EXERCISE AIM: Copy out each line below exactly as it appears.

Data extracted from a collection:
━━━━
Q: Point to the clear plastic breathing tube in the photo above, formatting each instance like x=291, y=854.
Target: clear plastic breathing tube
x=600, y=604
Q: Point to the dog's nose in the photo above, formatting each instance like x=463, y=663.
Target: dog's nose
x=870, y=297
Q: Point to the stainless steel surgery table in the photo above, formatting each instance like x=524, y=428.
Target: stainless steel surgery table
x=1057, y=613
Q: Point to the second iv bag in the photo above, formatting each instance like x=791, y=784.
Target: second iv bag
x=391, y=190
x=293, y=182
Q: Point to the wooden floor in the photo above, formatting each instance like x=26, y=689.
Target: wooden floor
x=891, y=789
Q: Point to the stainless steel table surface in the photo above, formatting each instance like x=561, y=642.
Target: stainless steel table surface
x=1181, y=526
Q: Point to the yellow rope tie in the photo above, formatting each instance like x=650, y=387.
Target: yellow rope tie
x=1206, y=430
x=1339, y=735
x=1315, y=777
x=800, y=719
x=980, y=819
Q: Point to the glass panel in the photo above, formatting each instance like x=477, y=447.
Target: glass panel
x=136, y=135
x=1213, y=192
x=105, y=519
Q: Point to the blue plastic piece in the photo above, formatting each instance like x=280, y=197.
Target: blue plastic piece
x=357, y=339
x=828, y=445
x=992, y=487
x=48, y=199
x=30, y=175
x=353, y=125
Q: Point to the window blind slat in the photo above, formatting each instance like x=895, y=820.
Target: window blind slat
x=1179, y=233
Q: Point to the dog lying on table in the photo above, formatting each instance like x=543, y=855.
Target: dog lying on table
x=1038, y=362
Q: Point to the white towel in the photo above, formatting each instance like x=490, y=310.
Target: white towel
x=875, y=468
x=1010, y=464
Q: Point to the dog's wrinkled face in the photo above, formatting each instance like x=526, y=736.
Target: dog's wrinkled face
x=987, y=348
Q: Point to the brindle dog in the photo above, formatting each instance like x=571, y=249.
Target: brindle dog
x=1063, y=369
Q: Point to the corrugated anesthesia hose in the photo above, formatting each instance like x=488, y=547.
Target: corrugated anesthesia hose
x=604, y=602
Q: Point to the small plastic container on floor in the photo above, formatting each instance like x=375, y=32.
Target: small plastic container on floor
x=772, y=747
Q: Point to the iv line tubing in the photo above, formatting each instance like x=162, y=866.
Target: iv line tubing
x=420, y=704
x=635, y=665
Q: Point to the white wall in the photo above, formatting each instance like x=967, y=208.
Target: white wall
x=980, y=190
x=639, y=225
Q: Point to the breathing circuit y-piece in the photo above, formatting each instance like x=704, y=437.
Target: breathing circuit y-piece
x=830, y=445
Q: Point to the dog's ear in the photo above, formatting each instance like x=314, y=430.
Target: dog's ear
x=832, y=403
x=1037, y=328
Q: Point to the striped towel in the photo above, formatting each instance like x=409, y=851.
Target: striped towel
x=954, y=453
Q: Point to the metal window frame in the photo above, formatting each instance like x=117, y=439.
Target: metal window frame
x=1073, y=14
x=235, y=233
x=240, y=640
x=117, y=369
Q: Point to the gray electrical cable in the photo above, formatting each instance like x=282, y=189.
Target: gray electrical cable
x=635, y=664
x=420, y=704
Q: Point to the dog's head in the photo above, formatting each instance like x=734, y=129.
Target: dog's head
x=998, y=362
━━━━
SOLUTION TO THIS PROBLEM:
Q: Point to the clear plastic breathing tube in the photo above, formatting each instance like x=291, y=854.
Target: clear plastic breathing tube
x=600, y=604
Q: Point to the dog's nose in the photo above, formatting each instance like x=463, y=663.
Target: dog's nose
x=870, y=297
Q: Point to the stainless steel surgery table in the photo above, formatting each instance like x=524, y=428.
Target: stainless steel surgery table
x=1057, y=613
Q: Point to the second iv bag in the photo above, formatting each instance like x=791, y=784.
Target: second iv bag
x=391, y=190
x=293, y=182
Q: Point to the wooden floor in the photo above, formatting each instance like x=26, y=689.
Target: wooden floor
x=891, y=789
Q: Point to the stainless steel table surface in the photo above, formatting each instance like x=561, y=642.
Target: stainless steel table surface
x=1181, y=526
Q: Point to the yellow rope tie in the photo above, formatting each instance like x=650, y=387.
Target: yellow rope tie
x=1206, y=430
x=1339, y=735
x=1315, y=777
x=800, y=719
x=980, y=819
Q: Point to the glass panel in the photo above, formatting each instance like x=477, y=447.
Target: glass panel
x=136, y=135
x=1213, y=192
x=105, y=519
Q: Point to the blue plastic piece in the photo above, formatting each instance like x=280, y=197.
Target: blue plastic piece
x=357, y=339
x=828, y=445
x=992, y=487
x=48, y=199
x=30, y=175
x=353, y=125
Q: Point to the window blind slat in the photo above, formatting each instance like x=895, y=820.
Target: window blind slat
x=1179, y=233
Q: Point to the dog lying on table in the photo above, formatting each instance like x=543, y=855.
Target: dog lying on table
x=1038, y=362
Q: Point to the white towel in the photo above, formatting each instance like x=490, y=310.
Target: white towel
x=875, y=468
x=1010, y=464
Q: Point to the dog's wrinkled face in the photo above, formatting each instance like x=526, y=736.
Target: dog's wrinkled face
x=987, y=348
Q: Point to the brindle dog in the photo above, formatting each instance like x=571, y=249.
Target: brindle dog
x=1063, y=369
Q: Point to the corrugated anesthesia hose in the photo above, formatting each instance like x=488, y=547.
Target: corrugated anesthesia hose
x=604, y=602
Q: Point to the small plastic container on floor in the photo above, formatting each instance like x=375, y=32.
Target: small plastic container on floor
x=772, y=747
Q: Point to the iv line tubing in the photo above, formatting each instance like x=162, y=866.
Target: iv line tubing
x=420, y=704
x=635, y=665
Q: Point to the white wall in the photo above, formatting each instance like x=967, y=208.
Target: white wall
x=980, y=190
x=639, y=225
Q: Point to the breathing circuit y-piece in the photo above, formatting each instance like x=704, y=437.
Target: breathing circuit y-piece
x=830, y=445
Q: Point to the dog's ear in the photo above, formatting each instance like x=314, y=430.
Target: dog's ear
x=832, y=403
x=1037, y=328
Q: Point to the striped towel in the photo above, formatting each instance like x=409, y=851.
Target: striped towel
x=954, y=453
Q: Point to the metal window frame in the photo above, formatting each instance like x=117, y=439.
Target: metal window frame
x=1073, y=14
x=235, y=233
x=240, y=640
x=117, y=369
Q: Point to the gray electrical cable in the photo above, formatting each instance like x=282, y=189.
Target: gray electrical cable
x=635, y=664
x=420, y=704
Q: Point to the dog's head in the photo above, formatting each instance like x=734, y=129.
Target: dog's head
x=998, y=362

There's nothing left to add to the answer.